### Input data
◇ ◇ ◇ ◇

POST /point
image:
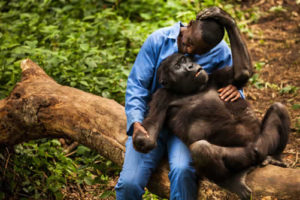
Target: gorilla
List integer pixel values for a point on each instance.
(225, 139)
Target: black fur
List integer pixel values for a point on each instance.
(225, 138)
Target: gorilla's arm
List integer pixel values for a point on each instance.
(153, 122)
(242, 67)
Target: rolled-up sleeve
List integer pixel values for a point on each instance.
(138, 84)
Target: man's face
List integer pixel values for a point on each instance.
(190, 41)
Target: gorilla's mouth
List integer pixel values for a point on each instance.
(198, 72)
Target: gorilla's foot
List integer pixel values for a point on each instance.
(274, 161)
(143, 143)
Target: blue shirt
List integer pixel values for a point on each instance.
(142, 81)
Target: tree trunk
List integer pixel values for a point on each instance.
(38, 107)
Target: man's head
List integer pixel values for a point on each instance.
(199, 36)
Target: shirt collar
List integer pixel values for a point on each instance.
(175, 30)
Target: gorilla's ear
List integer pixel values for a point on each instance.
(163, 82)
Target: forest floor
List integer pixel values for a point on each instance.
(275, 51)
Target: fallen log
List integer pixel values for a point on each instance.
(38, 107)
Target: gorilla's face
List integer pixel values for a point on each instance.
(181, 75)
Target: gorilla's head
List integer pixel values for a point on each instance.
(181, 75)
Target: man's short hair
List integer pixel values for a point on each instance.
(212, 32)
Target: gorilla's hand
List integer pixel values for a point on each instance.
(217, 14)
(141, 139)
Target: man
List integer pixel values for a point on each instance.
(202, 39)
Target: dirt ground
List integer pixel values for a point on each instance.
(276, 44)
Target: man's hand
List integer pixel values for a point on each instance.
(137, 127)
(229, 93)
(217, 14)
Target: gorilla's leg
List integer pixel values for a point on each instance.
(227, 166)
(275, 128)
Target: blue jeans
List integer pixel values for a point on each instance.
(138, 167)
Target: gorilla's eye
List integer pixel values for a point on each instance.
(177, 66)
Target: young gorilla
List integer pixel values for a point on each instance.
(225, 138)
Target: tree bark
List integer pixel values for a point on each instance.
(38, 107)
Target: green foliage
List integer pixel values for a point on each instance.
(277, 9)
(289, 89)
(90, 45)
(41, 169)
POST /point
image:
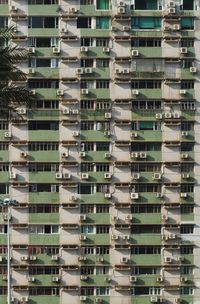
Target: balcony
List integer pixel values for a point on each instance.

◇ ◇ ◇ ◇

### What the exercise asks
Transcribe every line of the rows above word for word, leaving out the pictures.

### Answer below
POST /point
image:
Target: gorilla
List integer pixel values for a point on each instance.
(225, 139)
Target: black fur
List integer pixel values for a point on each instance.
(225, 138)
Target: gorilla's arm
List integer pixel values for a point on each instance.
(153, 122)
(242, 67)
Target: rolled-up sleeve
List integer pixel values for a point on each instance.
(138, 84)
Target: man's face
List integer pixel values for a point on each instance.
(190, 41)
Target: gorilla's mouth
List integer pixel values for a point on each instance.
(198, 72)
Target: gorilla's foot
List integer pixel values for a point on each instance.
(274, 161)
(143, 143)
Target: blue shirt
List integer pixel values for a point on each instance.
(142, 81)
Target: tree trunk
List integer pixel values for a point on each instance.
(38, 107)
Target: man's head
List integer pixel values for a point on each instance.
(199, 36)
Target: shirt collar
List integer pixel values for a point on each instance.
(175, 30)
Target: gorilla's ear
List integer pixel values for a point on each instance.
(163, 82)
Target: forest floor
List integer pixel values for a point on each instance.
(275, 51)
Target: fallen log
List integer pixel values for a point on each instance.
(38, 107)
Target: gorilla's face
List integer pixel values for a point on each instance.
(181, 75)
Target: gorilla's head
List integer pixel values for a point on each instance.
(181, 75)
Target: man's short hair
List integer pixel values for a point on each instance.
(212, 32)
Target: gorilla's hand
List integer pixel values for a point on each instance.
(217, 14)
(141, 139)
Target: man
List integer pixel values for a point on each instance.
(202, 39)
Target: dirt ground
List integer pixel values for a point on each instance.
(276, 44)
Target: man's hand
List integer pixel values for a point on each instance.
(137, 127)
(229, 93)
(217, 14)
Target: gorilla's leg
List integer pixel values for a point on each instance.
(227, 166)
(275, 128)
Target: blue jeans
List integer pixel values for a point on each instance.
(138, 167)
Target: gorilla's eye
List integer pixel values for a point on each instance.
(177, 66)
Target: young gorilla
List integer pixel values for a point on each instance.
(225, 138)
Target: tree bark
List integer pixel values for a point on each instance.
(38, 107)
Target: green foliage
List integer pixel values for a point on each instance.
(277, 9)
(289, 89)
(90, 45)
(41, 169)
POST /point
image:
Target: balcony
List integer pixel values for a point on each instance.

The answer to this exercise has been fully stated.